● Belge metni:
· · · ·
Sohbet sırasında PINARA adının nereden geldiğini öğreniyoruz. Eşine sırılsıklam aşık olan Emekli pilot, çiftliğe; eşine olan aşkını da dile getirircesine “Pınara” adını veriyor. Sevgi ve aşkın hakim olduğu Pınara çiftliğinde siyah, sarı çeri domates, pembe ve normal domates’in yanısıra mor ve kırmızı patlıcan, biber çeşitleri ve daha bir çok ürün yetişiyor. Çiftlik arazisinin 2 dönümünü bağ olarak ayıran Kangal çifti, yetiştirdikleri carinyen cinsi üzümlerle organik şarap üretiyor.

 
Ürün olarak Pınara çiftliğinde yetişen meyvaların reçelleri, sirkeleri Pınar hanımın her zaman favorileri. Reçel yapmayı eskiden beri çok seven Pınar Kangal, buna birde sirke ekledi şimdilerde. Nar, ayva, elma, armut, üzüm sirkeleri eşin dostun favori talepleri. Zeytin ve zeytinyağı ise dağ aroması ile muhteşem bir lezzet. Bu sene  birde  güneşte kuruduktan sonra bu lezzetin içinde dağ kekiği ile bekleyen  domates kurusu eklendi listeye.  Pınar hanım doğaya olan tutkusuyla doğal biten sarı kantoron otu, dağ kekiği gibi doğanın kendi üretimini de değerlendirmeyi unutmamış.
Çift, yazın doğal atalık tohumlardan yaz sebzeleri yetiştiren Pınar Hanım, tohum takas etkinlikleri yapan yerel tohum derneklerinin yerel tohumların yaygınlaşması açısından çok faydalı olduğuna inanıyor.
· · · ·
● Çıkarılan kayıtlar:
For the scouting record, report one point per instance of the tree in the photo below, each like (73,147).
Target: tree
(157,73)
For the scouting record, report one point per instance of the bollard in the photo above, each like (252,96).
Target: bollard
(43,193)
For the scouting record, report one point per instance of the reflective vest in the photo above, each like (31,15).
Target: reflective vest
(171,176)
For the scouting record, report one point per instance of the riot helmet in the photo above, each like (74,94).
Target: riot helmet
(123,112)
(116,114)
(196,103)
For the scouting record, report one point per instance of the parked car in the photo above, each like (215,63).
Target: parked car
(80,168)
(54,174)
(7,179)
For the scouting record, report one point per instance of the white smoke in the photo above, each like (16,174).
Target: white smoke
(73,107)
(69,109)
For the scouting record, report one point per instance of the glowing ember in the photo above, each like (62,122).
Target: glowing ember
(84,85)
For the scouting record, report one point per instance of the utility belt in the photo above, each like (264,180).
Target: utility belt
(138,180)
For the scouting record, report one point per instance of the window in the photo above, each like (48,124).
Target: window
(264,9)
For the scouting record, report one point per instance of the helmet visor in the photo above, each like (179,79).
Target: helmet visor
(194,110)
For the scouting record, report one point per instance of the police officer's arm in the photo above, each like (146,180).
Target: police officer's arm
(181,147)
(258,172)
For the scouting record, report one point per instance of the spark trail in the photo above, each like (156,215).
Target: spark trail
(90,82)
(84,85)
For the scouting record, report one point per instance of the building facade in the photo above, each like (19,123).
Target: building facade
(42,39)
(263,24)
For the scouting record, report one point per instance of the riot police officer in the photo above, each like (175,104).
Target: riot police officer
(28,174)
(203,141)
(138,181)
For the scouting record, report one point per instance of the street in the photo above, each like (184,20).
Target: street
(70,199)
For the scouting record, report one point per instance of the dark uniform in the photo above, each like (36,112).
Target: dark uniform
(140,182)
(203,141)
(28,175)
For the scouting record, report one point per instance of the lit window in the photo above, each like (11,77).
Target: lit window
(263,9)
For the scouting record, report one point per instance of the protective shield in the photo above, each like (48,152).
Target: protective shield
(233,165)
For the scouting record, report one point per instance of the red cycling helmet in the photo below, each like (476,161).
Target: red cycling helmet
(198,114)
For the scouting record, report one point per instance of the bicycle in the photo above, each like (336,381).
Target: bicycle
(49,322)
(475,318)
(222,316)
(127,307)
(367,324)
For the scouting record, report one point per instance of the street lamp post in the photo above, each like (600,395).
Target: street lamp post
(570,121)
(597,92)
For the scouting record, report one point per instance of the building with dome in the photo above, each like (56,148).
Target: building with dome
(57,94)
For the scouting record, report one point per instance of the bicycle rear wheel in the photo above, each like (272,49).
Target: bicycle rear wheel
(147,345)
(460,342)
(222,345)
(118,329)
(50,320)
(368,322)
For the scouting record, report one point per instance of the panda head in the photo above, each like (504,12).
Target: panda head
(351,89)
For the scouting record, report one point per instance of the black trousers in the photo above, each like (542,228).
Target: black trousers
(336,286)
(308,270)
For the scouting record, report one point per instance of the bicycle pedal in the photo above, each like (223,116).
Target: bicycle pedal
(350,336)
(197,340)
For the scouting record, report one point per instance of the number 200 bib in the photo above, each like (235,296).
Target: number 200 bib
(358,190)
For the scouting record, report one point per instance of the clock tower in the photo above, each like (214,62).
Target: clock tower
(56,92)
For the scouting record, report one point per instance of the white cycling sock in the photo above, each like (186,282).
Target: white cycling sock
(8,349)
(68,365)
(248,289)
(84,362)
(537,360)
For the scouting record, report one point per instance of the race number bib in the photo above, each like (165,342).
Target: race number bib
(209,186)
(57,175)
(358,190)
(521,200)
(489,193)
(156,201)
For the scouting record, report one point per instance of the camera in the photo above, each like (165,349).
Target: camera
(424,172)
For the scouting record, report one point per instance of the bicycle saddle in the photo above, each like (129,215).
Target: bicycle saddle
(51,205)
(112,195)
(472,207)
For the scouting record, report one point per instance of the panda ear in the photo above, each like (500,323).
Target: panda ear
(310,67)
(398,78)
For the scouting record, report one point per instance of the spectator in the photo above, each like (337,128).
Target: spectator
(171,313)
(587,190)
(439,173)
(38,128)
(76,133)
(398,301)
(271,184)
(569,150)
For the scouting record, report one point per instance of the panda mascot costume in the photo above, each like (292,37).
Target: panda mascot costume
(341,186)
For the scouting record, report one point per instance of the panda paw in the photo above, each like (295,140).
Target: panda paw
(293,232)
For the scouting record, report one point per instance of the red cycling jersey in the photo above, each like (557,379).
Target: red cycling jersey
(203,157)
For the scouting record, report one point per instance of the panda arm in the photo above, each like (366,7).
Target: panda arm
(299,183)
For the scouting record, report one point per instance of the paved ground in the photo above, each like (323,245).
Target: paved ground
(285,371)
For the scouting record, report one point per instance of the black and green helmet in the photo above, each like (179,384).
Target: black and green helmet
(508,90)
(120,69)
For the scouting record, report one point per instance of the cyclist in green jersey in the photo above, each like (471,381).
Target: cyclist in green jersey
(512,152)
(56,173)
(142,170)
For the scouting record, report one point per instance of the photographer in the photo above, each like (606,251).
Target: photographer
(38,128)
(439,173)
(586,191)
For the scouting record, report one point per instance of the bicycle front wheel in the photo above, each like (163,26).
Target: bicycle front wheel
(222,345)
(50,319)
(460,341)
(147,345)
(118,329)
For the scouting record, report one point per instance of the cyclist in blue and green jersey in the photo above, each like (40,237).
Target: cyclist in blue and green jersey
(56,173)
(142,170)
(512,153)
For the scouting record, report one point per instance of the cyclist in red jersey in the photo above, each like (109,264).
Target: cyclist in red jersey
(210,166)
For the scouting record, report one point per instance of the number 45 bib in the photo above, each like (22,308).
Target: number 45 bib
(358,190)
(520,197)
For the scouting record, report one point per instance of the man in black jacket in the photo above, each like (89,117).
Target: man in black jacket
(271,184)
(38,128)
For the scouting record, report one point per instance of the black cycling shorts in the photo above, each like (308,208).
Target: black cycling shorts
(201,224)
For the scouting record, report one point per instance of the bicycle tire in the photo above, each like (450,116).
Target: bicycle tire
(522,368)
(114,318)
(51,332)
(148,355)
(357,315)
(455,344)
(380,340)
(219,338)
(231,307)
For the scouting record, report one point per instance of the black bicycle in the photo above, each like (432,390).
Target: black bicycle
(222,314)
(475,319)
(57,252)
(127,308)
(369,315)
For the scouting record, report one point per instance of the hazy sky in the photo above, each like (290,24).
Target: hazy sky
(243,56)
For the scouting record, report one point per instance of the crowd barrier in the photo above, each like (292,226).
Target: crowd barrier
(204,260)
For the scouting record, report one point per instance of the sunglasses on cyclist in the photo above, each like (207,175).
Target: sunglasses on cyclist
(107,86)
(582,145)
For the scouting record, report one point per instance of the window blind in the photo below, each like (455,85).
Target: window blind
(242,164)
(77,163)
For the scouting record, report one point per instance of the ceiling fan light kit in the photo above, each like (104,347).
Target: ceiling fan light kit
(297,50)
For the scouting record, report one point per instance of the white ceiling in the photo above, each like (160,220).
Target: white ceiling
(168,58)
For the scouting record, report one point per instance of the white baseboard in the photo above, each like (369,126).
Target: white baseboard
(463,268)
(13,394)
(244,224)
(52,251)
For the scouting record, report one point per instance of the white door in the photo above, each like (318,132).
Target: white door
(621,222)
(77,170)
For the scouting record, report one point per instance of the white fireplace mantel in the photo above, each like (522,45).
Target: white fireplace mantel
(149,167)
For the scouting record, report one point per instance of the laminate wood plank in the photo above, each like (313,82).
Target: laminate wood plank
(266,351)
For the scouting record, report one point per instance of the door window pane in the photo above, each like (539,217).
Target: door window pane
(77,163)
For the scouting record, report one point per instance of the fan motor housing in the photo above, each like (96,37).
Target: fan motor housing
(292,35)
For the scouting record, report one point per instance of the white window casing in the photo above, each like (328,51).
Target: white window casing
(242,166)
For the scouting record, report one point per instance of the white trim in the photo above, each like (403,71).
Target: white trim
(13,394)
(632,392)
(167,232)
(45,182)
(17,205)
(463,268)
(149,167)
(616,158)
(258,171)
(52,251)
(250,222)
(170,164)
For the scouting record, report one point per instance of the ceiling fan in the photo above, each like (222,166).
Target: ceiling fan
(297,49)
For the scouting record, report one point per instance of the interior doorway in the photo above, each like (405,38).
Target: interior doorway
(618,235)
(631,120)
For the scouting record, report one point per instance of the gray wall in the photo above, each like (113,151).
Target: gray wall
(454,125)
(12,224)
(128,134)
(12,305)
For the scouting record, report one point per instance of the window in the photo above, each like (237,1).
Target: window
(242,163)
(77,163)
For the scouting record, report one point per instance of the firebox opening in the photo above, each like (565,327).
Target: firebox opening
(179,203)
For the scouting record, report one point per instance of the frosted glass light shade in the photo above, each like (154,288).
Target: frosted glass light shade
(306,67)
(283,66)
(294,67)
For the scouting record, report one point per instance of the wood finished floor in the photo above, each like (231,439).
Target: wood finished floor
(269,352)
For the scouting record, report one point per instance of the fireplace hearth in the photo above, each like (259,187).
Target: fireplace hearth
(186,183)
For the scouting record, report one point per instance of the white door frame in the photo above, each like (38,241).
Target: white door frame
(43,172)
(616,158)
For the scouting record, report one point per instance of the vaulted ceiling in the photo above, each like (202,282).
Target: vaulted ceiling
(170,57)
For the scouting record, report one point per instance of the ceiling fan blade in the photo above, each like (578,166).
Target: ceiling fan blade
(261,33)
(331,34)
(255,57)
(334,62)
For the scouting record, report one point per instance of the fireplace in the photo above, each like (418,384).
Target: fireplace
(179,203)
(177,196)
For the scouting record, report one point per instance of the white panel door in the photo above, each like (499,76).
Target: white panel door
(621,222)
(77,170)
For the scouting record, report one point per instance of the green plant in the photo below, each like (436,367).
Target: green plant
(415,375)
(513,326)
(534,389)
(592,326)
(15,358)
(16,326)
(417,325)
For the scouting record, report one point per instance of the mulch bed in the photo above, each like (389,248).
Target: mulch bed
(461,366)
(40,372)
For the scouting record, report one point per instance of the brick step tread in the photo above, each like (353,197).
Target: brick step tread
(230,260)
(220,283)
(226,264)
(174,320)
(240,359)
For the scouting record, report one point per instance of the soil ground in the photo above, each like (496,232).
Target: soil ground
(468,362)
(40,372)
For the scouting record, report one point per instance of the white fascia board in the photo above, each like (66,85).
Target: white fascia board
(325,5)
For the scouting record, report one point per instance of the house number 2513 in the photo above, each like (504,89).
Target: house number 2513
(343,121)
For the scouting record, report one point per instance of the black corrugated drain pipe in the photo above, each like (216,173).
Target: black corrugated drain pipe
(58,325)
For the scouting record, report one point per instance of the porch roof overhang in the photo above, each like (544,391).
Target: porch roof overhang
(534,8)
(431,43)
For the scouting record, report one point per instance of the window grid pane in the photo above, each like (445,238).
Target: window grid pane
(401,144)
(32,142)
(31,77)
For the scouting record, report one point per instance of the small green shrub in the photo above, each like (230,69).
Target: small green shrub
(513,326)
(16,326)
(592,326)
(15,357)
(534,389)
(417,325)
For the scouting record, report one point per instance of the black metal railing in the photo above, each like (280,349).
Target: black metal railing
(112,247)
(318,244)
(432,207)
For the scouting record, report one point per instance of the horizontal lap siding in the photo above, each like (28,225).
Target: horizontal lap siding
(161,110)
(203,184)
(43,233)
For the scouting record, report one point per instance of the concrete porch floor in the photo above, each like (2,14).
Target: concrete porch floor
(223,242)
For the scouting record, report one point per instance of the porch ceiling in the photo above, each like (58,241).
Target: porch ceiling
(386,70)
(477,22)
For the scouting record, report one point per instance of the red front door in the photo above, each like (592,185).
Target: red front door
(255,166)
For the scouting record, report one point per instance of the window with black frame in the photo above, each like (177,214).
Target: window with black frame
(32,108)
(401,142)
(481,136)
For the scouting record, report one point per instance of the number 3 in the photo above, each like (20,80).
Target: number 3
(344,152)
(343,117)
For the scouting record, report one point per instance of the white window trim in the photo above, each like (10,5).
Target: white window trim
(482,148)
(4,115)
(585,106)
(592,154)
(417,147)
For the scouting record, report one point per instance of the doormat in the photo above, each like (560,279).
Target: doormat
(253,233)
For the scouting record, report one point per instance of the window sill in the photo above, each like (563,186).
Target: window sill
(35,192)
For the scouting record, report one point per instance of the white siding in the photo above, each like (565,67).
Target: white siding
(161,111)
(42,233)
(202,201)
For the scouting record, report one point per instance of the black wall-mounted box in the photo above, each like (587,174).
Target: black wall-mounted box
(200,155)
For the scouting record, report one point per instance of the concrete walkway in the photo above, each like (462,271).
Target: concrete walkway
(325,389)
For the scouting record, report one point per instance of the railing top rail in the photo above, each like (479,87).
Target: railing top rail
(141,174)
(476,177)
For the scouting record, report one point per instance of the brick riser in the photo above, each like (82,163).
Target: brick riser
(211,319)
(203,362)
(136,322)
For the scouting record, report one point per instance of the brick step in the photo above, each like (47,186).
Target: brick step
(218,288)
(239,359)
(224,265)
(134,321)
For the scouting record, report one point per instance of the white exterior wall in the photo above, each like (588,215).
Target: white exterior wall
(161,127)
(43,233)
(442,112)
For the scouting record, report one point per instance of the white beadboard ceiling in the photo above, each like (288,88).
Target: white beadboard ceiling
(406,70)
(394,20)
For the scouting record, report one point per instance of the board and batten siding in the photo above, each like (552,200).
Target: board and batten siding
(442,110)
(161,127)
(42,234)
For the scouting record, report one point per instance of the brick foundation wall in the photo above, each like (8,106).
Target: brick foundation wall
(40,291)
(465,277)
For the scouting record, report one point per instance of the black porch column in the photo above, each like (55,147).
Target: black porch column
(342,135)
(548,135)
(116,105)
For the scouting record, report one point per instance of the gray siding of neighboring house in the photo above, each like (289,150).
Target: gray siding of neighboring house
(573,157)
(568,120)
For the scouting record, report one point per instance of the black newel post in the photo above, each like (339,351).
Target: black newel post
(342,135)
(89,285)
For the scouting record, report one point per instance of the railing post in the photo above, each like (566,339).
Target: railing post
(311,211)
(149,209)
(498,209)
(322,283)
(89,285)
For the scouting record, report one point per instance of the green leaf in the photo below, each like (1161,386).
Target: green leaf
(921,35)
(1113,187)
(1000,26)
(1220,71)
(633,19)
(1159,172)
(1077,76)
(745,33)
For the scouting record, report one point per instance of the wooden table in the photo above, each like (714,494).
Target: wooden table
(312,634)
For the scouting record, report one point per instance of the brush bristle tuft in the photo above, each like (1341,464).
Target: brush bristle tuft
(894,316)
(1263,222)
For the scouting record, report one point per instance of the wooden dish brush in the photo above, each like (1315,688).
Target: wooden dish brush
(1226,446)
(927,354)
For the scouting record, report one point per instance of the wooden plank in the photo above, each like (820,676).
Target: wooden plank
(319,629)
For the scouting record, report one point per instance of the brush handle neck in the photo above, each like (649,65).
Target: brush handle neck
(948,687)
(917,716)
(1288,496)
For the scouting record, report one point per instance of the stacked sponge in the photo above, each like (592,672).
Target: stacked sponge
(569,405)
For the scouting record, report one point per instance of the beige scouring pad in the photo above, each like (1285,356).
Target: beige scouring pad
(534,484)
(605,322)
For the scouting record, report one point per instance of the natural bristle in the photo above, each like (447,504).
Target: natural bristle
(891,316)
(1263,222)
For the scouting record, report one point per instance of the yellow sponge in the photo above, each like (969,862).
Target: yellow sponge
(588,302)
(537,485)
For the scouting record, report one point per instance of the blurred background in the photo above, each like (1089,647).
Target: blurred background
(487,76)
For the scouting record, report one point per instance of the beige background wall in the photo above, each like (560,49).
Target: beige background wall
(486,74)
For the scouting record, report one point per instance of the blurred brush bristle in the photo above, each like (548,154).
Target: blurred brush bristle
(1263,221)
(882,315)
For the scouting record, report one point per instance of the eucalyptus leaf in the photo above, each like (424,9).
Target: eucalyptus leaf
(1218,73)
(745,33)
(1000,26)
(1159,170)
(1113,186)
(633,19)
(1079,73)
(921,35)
· · · ·
● Alıştırma 1: Satırlar arasında "motor" dizesini içeren her satırı belirleyin ve kopyalayın. Eşleştirmede büyük-küçük harf ayrımı dikkate alınır.
● Alıştırma 2: Pınara çiftliğini anlatan metni son cümlesinden sonra devam ettirin.

● Çıktı 1:
For the scouting record, report one point per instance of the fan motor housing in the photo above, each like (96,37).
Target: fan motor housing

● Çıktı 2:
Sohbete verilen küçük molayı fırsat bilip, sebze ve meyvelerin arasına atıyorum kendimi…
 
Belki cahilliğim olabilir ama siyah domatesi ilk kez görüyorum. Lezzetine olan merakımdan Kangal çiftinin gülen bakışları arasında dalandan koparıp koparıp ağzıma atıyorum. Siyah domatesin ardından bu kez  sarı çeri domatesten birkaç tane atıyorum ağzıma, Pembe, normal domates derken kendimi frenleme ihtiyacı duyuyorum…
 
Şekli ve yüzeyinin kuşkulandırmasına karşın domates diye yürüdüğümün patlıcan olduğunu yine anlayamadım. Kökenine bakarken yapraklarından çözüyorum ve başlarıyla onaylıyorlar patlıcan olduğunu….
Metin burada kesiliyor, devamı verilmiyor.